:: ОТРЫВОК ТЕКСТА

В. Петрушко. Патриарх Никон. К 400-летию со дня рождения. Богослужебная реформа

Церковная реформа Патриарха Никона, повлекшая за собой возникновение старообрядческого раскола, нередко воспринимается как главная цель его деятельности. На самом деле она была, скорее, средством. Во-первых, через реформу Патриарх угождал царю, чающему стать вселенским православным государем – именно с этого и началось возвышение Никона. Во-вторых, благодаря преобразованиям Никон укреплял свое положение и мог надеяться, со временем, стать таким же вселенским Патриархом.

Начинались реформы со ставшего уже традиционным для Москвы дела книжной справы. До своего Патриаршества Никон отнюдь не был грекофилом, а наоборот, придерживался убеждений, типичных для московских консерваторов. Никон был начитан, но не имел систематического богословского образования, не знал греческого и не понимал сути книжной справы, хотя бы даже на уровне справщиков начала XVII в. Тем не менее, сблизившись с Алексеем Михайловичем, будущий Патриарх очень скоро переориентировался и стал приверженцем реформ по греческому образцу.

В Патриаршество Никона книжная справа стала осуществляться по греческому образцу, причем, не по старым, а по современным изданиям. Патриарха мало волновала проблема поиска первичного, исторически неискаженного варианта чинопоследований и текстов. Гораздо важнее ему казался вопрос унификации православного богослужения в видах централизации православного мира под главенством России, царя Алексея и, конечно же, его самого. При Никоне стали трудиться новые справщики. Наиболее видным из них был знаменитый киевский иеромонах Епифаний Славинецкий. Крупнейшим учеником Епифания стал инок Чудова монастыря иеродиакон Евфимий. Среди новых справщиков также выделялись иеромонах Савватий и Иван Озеров, ученик Киево-Могилянской коллегии и ртищевской школы в Андреевском монастыре.

::::
:: ИЗВЛЕЧЁННЫЕ ДАННЫЕ

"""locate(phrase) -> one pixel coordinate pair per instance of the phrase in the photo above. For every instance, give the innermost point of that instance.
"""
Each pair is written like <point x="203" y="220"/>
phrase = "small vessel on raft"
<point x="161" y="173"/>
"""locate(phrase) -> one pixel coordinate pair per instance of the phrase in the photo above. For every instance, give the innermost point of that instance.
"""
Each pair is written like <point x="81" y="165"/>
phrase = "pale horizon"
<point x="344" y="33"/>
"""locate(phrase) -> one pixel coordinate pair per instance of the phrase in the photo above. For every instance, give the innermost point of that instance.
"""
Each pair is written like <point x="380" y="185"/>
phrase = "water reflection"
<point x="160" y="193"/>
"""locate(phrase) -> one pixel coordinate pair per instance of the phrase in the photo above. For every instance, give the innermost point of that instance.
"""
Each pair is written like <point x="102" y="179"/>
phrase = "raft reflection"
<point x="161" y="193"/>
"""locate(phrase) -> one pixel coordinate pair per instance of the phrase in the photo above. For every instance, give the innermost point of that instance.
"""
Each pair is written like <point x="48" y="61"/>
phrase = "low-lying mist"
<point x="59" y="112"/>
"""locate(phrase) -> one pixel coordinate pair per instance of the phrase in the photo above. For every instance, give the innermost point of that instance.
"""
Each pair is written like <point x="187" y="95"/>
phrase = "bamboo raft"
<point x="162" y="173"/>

::::

» **ЗАДАНИЯ**
(a) Кого текст о реформе Патриарха Никона называет наиболее видным из новых справщиков?
(b) Согласуются ли с текстом о реформе Патриарха Никона эти утверждения: (i) Никон знал греческий язык; (ii) при Никоне книги правили по современным, а не по старым греческим изданиям; (iii) иеродиакон Евфимий был иноком Чудова монастыря?
(c) Напишите продолжение текста о реформе Патриарха Никона после его последнего предложения.
Строки выше — отдельный материал, а не часть текста о реформе Патриарха Никона.

» **ОТВЕТЫ К ЗАДАНИЯМ**
(a) Киевского иеромонаха Епифания Славинецкого.

(b)
(i) Нет: «не знал греческого».
(ii) Да: «не по старым, а по современным изданиям».
(iii) Да: «инок Чудова монастыря иеродиакон Евфимий».

(c)
К сожалению, заметное место среди справщиков при Патриархе Никоне занял и такой одиозный деятель, как Арсений Грек. Справщики в большинстве своем были людьми не только учеными, но и безупречно нравственными. Арсений же на их фоне выглядел не только отъявленным авантюристом, но и совершенно аморальным типом, чья скандальная репутация сильно повредила Никоновским реформам и способствовала их дискредитации. Грек Арсений, рожденный в Османской империи, дважды изменял Православию, перейдя сначала в униатство, а затем в ислам. Арсений бежал из Турции в Западную Русь, откуда перебрался в Москву. Но когда в Российской столице стали известны подробности его биографии, афериста отправили в ссылку на Соловки. В Соловецком монастыре Арсений Грек буквально изумил тамошних монахов своей исключительно богатой эрудицией и столь же феноменальной нечестивостью. Здесь, на Соловках, Арсения и заприметил в 1652 г. Новгородский митрополит Никон, приехавший в монастырь за мощами св. Митрополита Филиппа (Колычева). Никон взял ученого грека в Москву и поместил его в основанную Епифанием Славинецким в Чудовом монастыре латино-греческую школу. Личность Арсения и его участие в книжной справе впоследствии вызвали сильные нарекания со стороны противников реформ. Особенно негодовала Соловецкая братия. Иноки были до крайности раздражены на Никона за то, что он вывез из Соловецкой обители мощи очень почитаемого здесь св. Филиппа. Но в их памяти прочно запечатлелся и другой факт: одновременно будущий Патриарх увез с Соловков и привлек к делу справы Арсения. Оба этих неприятных для соловецкой братии события оказались тесно сопряженными в сознании иноков. Впоследствии, когда начались реформы, негативное отношение к ним на Соловках было в значительной степени сформировано обидой на Никона и отвращением к Арсению. Именно в этом крылась основная причина оппозиционного настроя Соловецкой братии, вылившаяся потом в знаменитое «Соловецкое осадное сидение».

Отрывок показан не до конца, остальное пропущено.